● Problem description: In the news report on pothole season below, find the sentence "County highway departments only take care of state and county highways." and render it in Spanish.

● Text passage:
□ □ □ □ □

WAUSAU, WI (WSAU) -  Pothole season is definitely here. You’ve probably noticed road crews filling holes in the pavement.

Dan Raczkowski is the Operations Superintendent for the Marathon County Highway Department. He says it’s been dry lately, and that’s been good news for highway repair crews. “Right now, things are looking better because the moisture has kind of dried up a bit. That’s what helps us the most. If we start getting a lot of rain, you’ll probably start seeing potholes again.”

Raczkowski says last spring was mild, and this spring’s pothole season was cooler, wetter, and longer. “Last year, spring came early. The season was shorter. It dried up faster, so it kind of took the curse out of things. This year, it was a longer season, so we put down a lot more patch material than last spring.”

He says the frost gets deep in Wisconsin, and it affects every road no matter how well built it is.

County highway departments only take care of state and county highways. Cities, townships, and villages are responsible for the roads within their municipal boundaries. Raczkowski says significantly large potholes should be reported to your local highway department or municipality.

□ □ □ □ □

● Stored data:
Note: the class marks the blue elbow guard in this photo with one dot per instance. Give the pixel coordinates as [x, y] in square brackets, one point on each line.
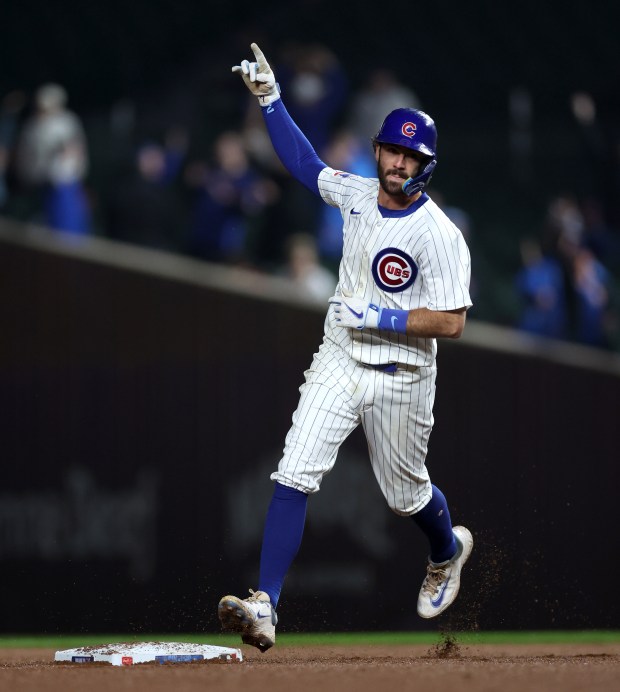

□ □ □ □ □

● The output: Los departamentos de carreteras de los condados solo se encargan de las carreteras estatales y de condado.